Object location annotation data
----------------------------------------
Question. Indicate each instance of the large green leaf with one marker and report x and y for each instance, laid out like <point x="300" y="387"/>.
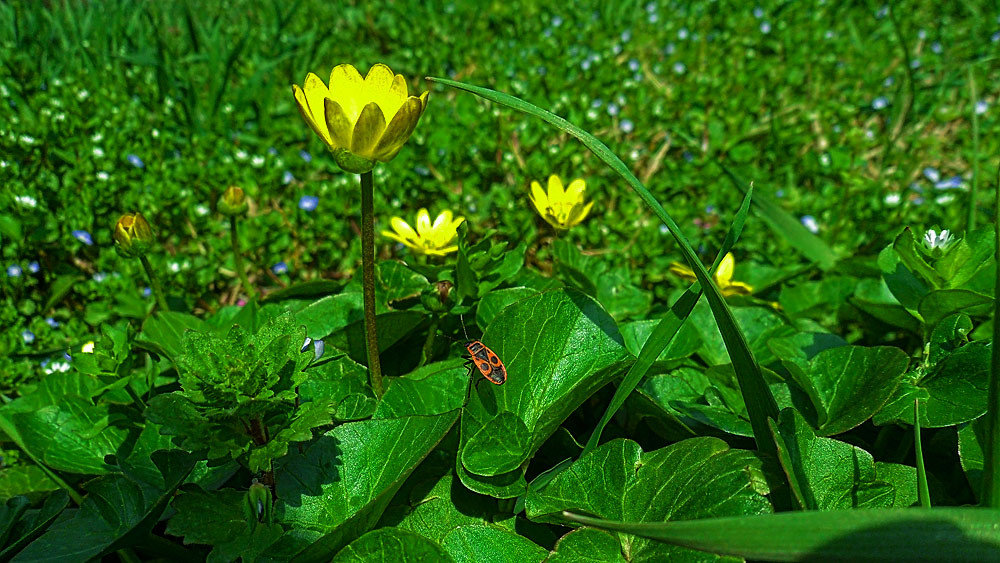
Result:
<point x="389" y="545"/>
<point x="117" y="512"/>
<point x="827" y="474"/>
<point x="337" y="488"/>
<point x="938" y="534"/>
<point x="696" y="478"/>
<point x="479" y="542"/>
<point x="217" y="518"/>
<point x="559" y="347"/>
<point x="760" y="403"/>
<point x="846" y="384"/>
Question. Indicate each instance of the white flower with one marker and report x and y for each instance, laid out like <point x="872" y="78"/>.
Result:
<point x="933" y="239"/>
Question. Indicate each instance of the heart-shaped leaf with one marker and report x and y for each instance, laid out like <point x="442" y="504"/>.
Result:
<point x="558" y="347"/>
<point x="696" y="478"/>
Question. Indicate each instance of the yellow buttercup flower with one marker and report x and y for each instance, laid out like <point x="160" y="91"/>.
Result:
<point x="723" y="276"/>
<point x="435" y="239"/>
<point x="561" y="208"/>
<point x="361" y="120"/>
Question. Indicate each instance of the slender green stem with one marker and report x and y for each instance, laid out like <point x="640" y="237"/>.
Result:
<point x="234" y="240"/>
<point x="923" y="491"/>
<point x="970" y="223"/>
<point x="991" y="453"/>
<point x="161" y="298"/>
<point x="368" y="278"/>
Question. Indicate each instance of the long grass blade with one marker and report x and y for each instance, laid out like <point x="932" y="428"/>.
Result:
<point x="757" y="396"/>
<point x="924" y="534"/>
<point x="665" y="331"/>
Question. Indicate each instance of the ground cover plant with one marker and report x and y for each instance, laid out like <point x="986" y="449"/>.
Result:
<point x="725" y="273"/>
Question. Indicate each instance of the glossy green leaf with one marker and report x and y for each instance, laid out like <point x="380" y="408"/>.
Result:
<point x="937" y="534"/>
<point x="338" y="487"/>
<point x="847" y="384"/>
<point x="586" y="545"/>
<point x="558" y="347"/>
<point x="760" y="402"/>
<point x="696" y="478"/>
<point x="827" y="474"/>
<point x="117" y="511"/>
<point x="480" y="542"/>
<point x="390" y="545"/>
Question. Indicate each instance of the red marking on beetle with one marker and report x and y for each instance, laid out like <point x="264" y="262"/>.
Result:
<point x="487" y="362"/>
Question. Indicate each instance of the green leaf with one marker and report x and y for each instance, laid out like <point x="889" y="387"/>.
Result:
<point x="937" y="534"/>
<point x="480" y="542"/>
<point x="558" y="347"/>
<point x="827" y="474"/>
<point x="390" y="545"/>
<point x="696" y="478"/>
<point x="759" y="401"/>
<point x="846" y="384"/>
<point x="951" y="390"/>
<point x="217" y="518"/>
<point x="117" y="512"/>
<point x="337" y="489"/>
<point x="587" y="545"/>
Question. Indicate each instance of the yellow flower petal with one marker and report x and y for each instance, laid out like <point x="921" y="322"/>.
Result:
<point x="725" y="271"/>
<point x="368" y="130"/>
<point x="338" y="125"/>
<point x="555" y="190"/>
<point x="423" y="222"/>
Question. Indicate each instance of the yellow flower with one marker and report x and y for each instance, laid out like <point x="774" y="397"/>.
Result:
<point x="360" y="120"/>
<point x="132" y="235"/>
<point x="435" y="239"/>
<point x="561" y="208"/>
<point x="723" y="276"/>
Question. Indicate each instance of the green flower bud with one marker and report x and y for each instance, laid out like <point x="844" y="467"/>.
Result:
<point x="233" y="202"/>
<point x="257" y="504"/>
<point x="133" y="235"/>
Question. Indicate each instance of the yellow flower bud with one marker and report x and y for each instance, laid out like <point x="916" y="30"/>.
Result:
<point x="132" y="235"/>
<point x="361" y="120"/>
<point x="233" y="202"/>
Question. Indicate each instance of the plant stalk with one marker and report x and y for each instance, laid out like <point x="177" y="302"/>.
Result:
<point x="991" y="453"/>
<point x="161" y="298"/>
<point x="234" y="240"/>
<point x="368" y="279"/>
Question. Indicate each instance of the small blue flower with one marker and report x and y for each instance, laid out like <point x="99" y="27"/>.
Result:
<point x="954" y="182"/>
<point x="134" y="160"/>
<point x="308" y="202"/>
<point x="84" y="237"/>
<point x="809" y="222"/>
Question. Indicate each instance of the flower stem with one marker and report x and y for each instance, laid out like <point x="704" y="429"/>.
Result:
<point x="238" y="255"/>
<point x="368" y="278"/>
<point x="161" y="298"/>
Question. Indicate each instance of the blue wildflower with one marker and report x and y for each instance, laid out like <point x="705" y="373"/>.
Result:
<point x="308" y="202"/>
<point x="84" y="237"/>
<point x="134" y="160"/>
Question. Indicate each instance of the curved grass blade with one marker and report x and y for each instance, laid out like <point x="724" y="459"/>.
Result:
<point x="788" y="227"/>
<point x="912" y="534"/>
<point x="665" y="330"/>
<point x="759" y="400"/>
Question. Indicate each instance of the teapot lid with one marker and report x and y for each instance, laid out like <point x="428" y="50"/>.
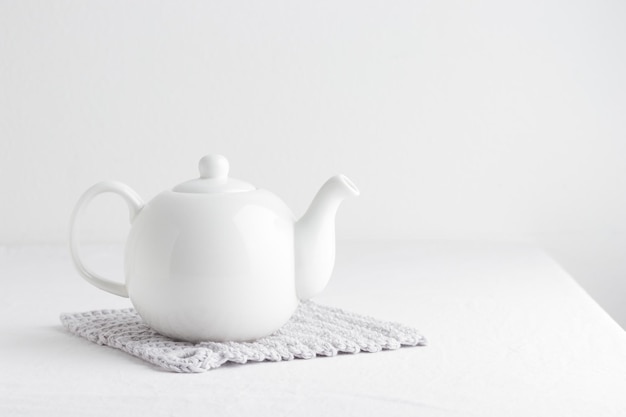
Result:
<point x="213" y="178"/>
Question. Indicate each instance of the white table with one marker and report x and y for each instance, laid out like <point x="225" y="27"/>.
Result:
<point x="511" y="334"/>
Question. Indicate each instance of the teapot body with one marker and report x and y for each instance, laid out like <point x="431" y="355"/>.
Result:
<point x="212" y="266"/>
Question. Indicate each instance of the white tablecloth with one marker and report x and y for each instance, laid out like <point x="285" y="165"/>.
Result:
<point x="511" y="334"/>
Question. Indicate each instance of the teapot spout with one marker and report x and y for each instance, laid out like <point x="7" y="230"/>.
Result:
<point x="315" y="237"/>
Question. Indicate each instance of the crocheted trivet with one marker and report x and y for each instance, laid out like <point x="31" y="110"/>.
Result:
<point x="313" y="330"/>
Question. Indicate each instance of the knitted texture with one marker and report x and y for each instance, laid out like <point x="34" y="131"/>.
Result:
<point x="313" y="330"/>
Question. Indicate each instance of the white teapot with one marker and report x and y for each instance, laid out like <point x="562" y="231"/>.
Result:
<point x="215" y="258"/>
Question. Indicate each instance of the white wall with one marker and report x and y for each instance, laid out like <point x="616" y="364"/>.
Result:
<point x="463" y="120"/>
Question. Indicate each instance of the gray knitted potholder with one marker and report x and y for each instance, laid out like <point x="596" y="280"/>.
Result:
<point x="313" y="330"/>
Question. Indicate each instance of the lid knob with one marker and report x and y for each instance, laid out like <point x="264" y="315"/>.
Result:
<point x="213" y="166"/>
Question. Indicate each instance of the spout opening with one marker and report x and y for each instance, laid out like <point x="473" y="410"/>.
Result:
<point x="353" y="188"/>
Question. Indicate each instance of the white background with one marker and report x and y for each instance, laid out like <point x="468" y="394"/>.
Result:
<point x="477" y="120"/>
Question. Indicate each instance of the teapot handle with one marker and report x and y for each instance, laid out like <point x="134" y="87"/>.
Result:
<point x="135" y="204"/>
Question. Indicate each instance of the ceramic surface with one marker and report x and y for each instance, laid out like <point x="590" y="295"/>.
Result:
<point x="217" y="259"/>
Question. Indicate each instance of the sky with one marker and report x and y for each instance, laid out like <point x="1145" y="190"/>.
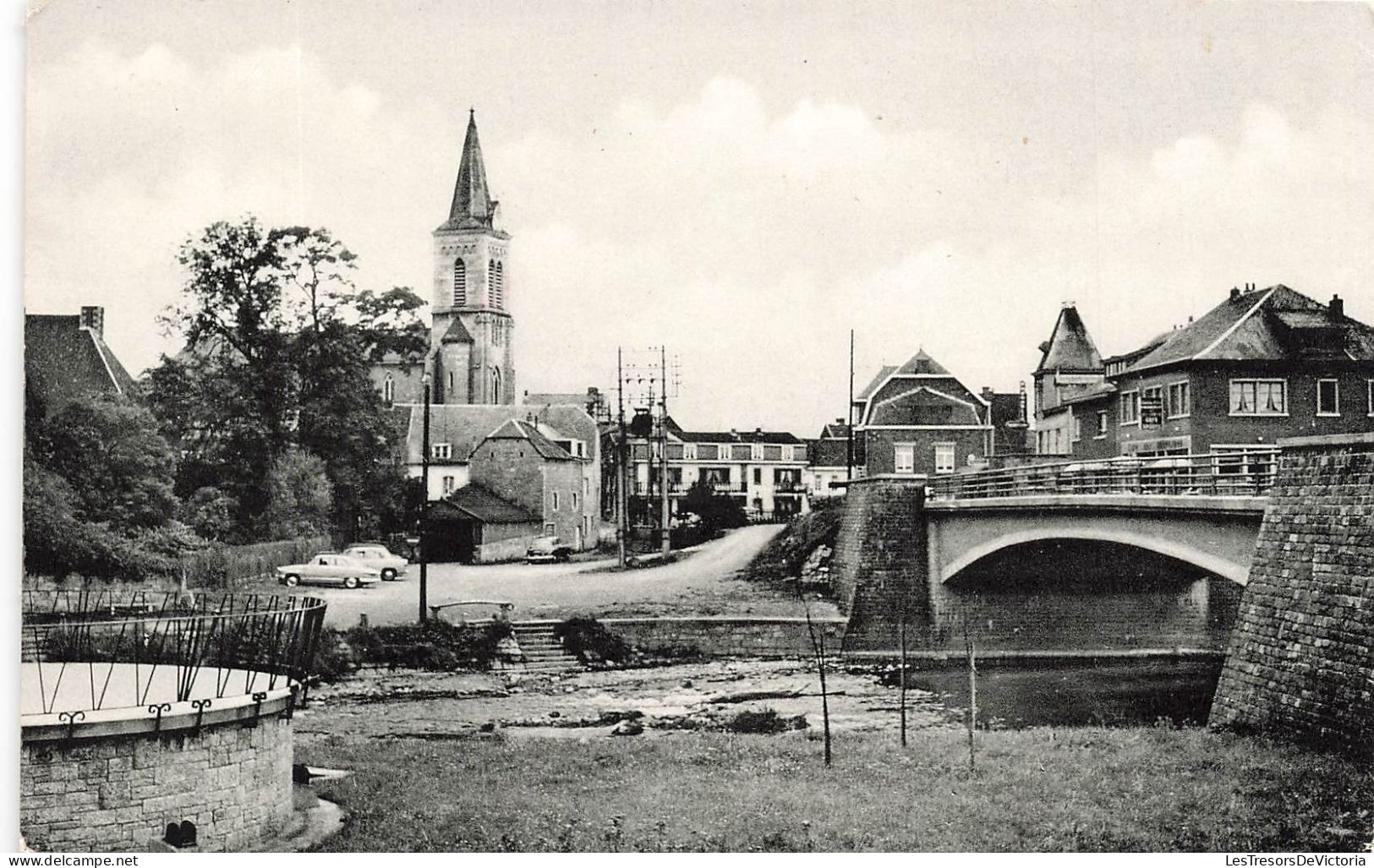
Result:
<point x="742" y="183"/>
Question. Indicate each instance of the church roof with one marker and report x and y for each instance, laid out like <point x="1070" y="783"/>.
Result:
<point x="457" y="334"/>
<point x="473" y="205"/>
<point x="1070" y="349"/>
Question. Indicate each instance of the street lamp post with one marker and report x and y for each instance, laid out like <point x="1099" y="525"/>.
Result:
<point x="424" y="505"/>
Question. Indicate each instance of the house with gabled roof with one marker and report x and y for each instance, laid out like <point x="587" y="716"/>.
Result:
<point x="919" y="419"/>
<point x="1260" y="366"/>
<point x="556" y="433"/>
<point x="66" y="358"/>
<point x="1070" y="371"/>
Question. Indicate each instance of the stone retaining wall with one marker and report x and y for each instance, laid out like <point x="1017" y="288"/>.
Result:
<point x="1301" y="655"/>
<point x="120" y="793"/>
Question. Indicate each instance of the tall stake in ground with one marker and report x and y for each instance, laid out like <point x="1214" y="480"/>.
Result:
<point x="973" y="687"/>
<point x="901" y="669"/>
<point x="818" y="648"/>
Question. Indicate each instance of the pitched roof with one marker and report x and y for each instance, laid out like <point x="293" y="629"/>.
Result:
<point x="877" y="380"/>
<point x="1268" y="325"/>
<point x="473" y="205"/>
<point x="518" y="429"/>
<point x="922" y="363"/>
<point x="487" y="507"/>
<point x="741" y="437"/>
<point x="1070" y="347"/>
<point x="463" y="426"/>
<point x="63" y="362"/>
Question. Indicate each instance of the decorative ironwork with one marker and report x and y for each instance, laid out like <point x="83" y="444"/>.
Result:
<point x="201" y="646"/>
<point x="158" y="707"/>
<point x="1241" y="472"/>
<point x="201" y="705"/>
<point x="72" y="718"/>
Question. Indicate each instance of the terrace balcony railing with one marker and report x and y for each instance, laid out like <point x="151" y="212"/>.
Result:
<point x="173" y="646"/>
<point x="1216" y="474"/>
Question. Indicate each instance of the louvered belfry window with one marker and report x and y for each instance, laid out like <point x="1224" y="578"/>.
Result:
<point x="459" y="283"/>
<point x="498" y="276"/>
----------------------------------------
Task instructions:
In the entries above, take the line containing "Question. Indicate each instance of the decorative" and each later line through the last, and repeat them exactly. Output nothing else.

Expected answer:
Question. Indicate each instance of the decorative ironwork with one marker and report x and y for each instance, laid out like <point x="83" y="444"/>.
Result:
<point x="201" y="646"/>
<point x="158" y="707"/>
<point x="1241" y="472"/>
<point x="201" y="705"/>
<point x="72" y="718"/>
Question. Indicate each instance of the terrace balcony railing with one marker and report x and y for each instance, laid out like <point x="151" y="212"/>.
Result:
<point x="173" y="646"/>
<point x="1216" y="474"/>
Question. Indicate each instance of the louvered belfry window with one marker and report x and y for each instance, laid out like <point x="1224" y="578"/>.
Result:
<point x="459" y="283"/>
<point x="498" y="276"/>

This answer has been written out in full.